### Opgeslagen gegevens
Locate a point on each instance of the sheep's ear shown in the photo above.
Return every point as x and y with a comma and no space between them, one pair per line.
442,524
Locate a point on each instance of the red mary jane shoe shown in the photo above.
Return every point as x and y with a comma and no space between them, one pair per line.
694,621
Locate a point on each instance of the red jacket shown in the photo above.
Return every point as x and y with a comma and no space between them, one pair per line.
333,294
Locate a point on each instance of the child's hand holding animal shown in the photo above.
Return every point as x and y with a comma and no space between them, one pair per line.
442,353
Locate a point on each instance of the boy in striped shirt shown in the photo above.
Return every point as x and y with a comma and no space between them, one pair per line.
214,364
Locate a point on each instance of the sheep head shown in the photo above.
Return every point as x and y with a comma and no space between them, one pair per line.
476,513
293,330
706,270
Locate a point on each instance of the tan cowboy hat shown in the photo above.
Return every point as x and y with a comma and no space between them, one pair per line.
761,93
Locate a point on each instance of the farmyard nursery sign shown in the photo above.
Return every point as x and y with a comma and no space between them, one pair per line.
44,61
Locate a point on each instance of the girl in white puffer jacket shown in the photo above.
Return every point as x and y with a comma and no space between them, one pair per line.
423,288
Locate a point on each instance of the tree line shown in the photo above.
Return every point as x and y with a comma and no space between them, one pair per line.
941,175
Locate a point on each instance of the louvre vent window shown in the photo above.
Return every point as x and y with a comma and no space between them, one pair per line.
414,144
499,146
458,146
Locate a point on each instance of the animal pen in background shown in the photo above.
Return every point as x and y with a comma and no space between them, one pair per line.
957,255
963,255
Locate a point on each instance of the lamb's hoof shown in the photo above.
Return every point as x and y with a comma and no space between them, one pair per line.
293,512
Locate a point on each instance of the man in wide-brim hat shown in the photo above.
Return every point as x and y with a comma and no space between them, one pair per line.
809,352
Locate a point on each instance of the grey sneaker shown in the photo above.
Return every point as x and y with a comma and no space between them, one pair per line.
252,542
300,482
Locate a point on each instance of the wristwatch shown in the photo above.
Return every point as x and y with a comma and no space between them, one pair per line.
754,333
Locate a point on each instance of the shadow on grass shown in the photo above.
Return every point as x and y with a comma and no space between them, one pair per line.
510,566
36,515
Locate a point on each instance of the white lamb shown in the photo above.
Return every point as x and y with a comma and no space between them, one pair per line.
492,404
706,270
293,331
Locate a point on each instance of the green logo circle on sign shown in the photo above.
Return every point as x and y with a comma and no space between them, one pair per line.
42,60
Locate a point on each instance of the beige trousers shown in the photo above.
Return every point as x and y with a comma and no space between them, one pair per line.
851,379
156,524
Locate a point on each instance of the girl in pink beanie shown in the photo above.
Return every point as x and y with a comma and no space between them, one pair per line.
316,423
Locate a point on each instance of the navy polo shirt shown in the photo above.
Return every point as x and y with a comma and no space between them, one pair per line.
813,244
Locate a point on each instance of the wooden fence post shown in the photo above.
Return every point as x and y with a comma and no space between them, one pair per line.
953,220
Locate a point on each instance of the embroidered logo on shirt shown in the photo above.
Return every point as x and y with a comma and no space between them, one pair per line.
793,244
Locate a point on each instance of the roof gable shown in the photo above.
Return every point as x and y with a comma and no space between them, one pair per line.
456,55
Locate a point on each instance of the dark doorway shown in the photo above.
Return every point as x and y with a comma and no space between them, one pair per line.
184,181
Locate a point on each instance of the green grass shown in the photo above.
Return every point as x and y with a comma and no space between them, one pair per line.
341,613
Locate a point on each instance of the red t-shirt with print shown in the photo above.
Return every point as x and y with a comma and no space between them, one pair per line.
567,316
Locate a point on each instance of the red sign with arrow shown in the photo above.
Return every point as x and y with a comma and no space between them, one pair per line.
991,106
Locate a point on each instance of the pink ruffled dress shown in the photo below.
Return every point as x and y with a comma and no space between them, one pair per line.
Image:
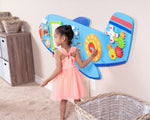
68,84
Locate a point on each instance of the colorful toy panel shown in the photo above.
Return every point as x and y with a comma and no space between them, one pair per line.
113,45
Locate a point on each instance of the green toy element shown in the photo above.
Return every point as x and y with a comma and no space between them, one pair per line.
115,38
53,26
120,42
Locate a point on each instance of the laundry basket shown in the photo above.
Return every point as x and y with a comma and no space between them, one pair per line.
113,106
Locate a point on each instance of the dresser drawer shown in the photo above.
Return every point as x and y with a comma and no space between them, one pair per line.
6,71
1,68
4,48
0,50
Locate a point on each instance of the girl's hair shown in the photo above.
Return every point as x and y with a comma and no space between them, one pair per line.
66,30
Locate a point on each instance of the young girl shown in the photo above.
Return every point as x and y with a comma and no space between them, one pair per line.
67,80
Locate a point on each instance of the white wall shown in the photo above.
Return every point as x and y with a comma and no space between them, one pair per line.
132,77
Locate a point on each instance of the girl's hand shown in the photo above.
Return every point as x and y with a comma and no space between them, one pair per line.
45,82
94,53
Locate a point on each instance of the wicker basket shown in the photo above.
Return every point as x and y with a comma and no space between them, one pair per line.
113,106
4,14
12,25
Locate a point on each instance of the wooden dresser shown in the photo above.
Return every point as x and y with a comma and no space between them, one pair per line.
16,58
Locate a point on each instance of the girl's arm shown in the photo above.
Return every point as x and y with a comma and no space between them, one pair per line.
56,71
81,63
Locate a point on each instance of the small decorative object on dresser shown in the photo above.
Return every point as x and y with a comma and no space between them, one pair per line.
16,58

==

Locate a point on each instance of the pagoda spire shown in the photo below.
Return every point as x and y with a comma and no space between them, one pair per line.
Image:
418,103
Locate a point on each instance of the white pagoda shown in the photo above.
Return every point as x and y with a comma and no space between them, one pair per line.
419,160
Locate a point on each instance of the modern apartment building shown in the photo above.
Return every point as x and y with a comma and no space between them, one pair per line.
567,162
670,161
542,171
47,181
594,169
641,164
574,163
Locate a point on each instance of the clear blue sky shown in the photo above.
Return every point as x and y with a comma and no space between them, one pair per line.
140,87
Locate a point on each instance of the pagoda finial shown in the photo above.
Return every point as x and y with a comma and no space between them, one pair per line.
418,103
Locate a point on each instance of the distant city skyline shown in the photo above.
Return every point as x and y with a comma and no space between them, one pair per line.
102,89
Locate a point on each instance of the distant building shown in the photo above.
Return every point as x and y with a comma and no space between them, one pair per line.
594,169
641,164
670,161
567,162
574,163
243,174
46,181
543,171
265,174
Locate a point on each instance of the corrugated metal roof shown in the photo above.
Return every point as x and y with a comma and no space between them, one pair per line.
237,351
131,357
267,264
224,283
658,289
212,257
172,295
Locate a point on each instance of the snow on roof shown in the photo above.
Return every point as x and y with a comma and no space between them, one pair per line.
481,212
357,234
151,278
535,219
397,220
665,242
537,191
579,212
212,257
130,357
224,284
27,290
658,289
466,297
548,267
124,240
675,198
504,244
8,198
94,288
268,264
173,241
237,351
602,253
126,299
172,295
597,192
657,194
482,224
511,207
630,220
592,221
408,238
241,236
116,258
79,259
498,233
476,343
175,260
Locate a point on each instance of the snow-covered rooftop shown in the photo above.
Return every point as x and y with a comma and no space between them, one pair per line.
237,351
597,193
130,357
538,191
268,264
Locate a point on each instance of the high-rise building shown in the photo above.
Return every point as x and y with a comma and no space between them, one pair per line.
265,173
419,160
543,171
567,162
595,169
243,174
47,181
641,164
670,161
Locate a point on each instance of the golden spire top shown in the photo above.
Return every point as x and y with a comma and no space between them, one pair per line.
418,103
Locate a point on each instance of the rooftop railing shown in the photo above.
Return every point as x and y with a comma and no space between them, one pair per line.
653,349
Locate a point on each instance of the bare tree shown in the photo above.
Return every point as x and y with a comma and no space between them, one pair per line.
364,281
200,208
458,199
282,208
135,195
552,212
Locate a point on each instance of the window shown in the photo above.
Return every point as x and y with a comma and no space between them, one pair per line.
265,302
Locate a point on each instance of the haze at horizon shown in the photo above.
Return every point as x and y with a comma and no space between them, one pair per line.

--

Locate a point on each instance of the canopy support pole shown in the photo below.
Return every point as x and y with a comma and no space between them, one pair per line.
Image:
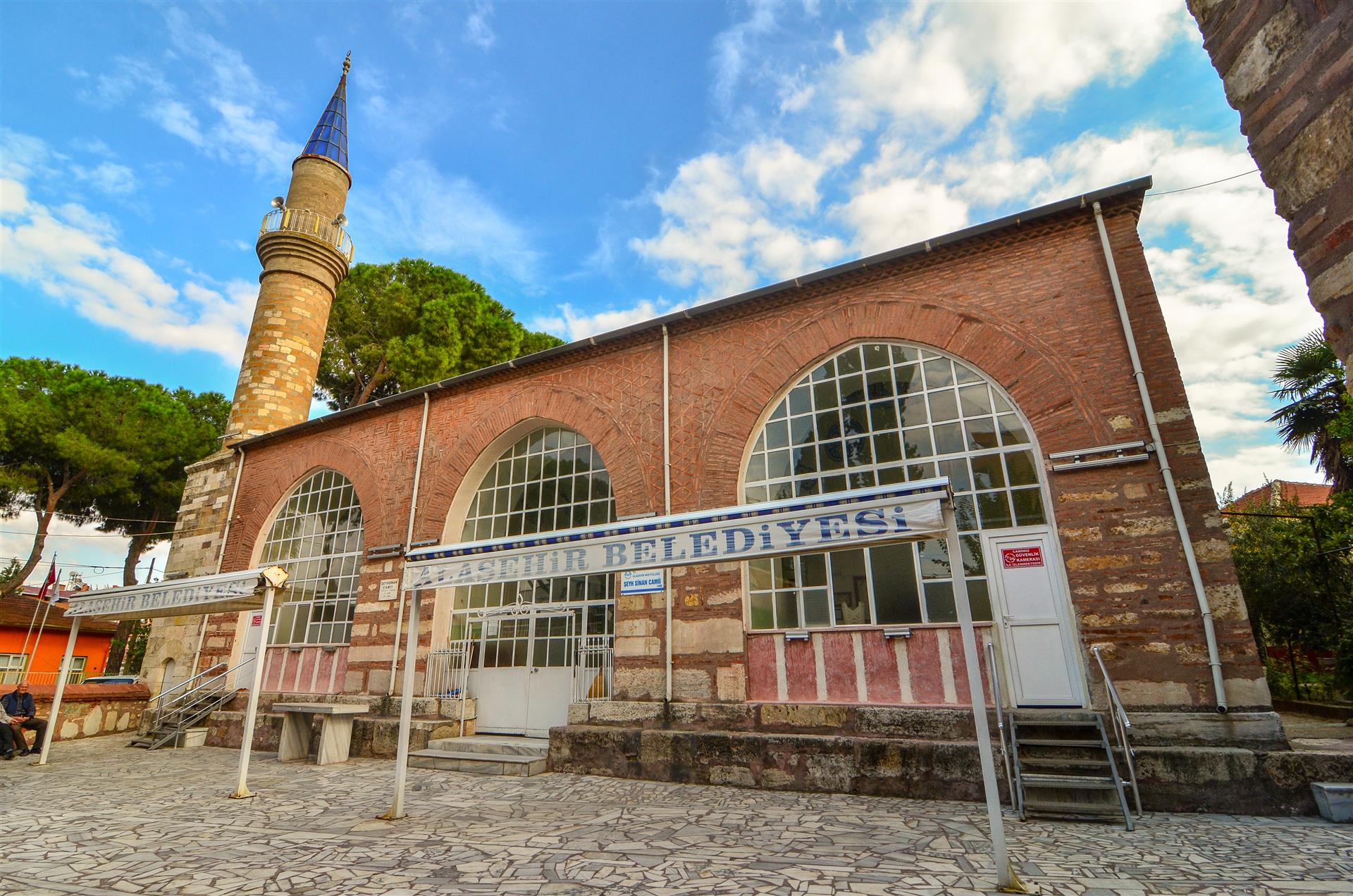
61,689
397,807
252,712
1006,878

### TE DOEN
Zoek in de gegevens elke regel waarin de tekenreeks "girl" voorkomt en neem die regels over, waarbij het verschil tussen hoofdletters en kleine letters telt.

### OPLOSSING HIERONDER
Locate a point on each instance of the girl in white puffer jacket shown in the photo above.
Locate a point on each instance of the girl in pink beanie shown in the photo above.
Locate a point on each instance of the girl's hair shown in the photo above.
Locate a point on each instance of the young girl shown in the photo above.
Locate a point on each instance of the girl's hand shown in the photo above.
Locate a point on each instance of the girl's arm shown in the photo above.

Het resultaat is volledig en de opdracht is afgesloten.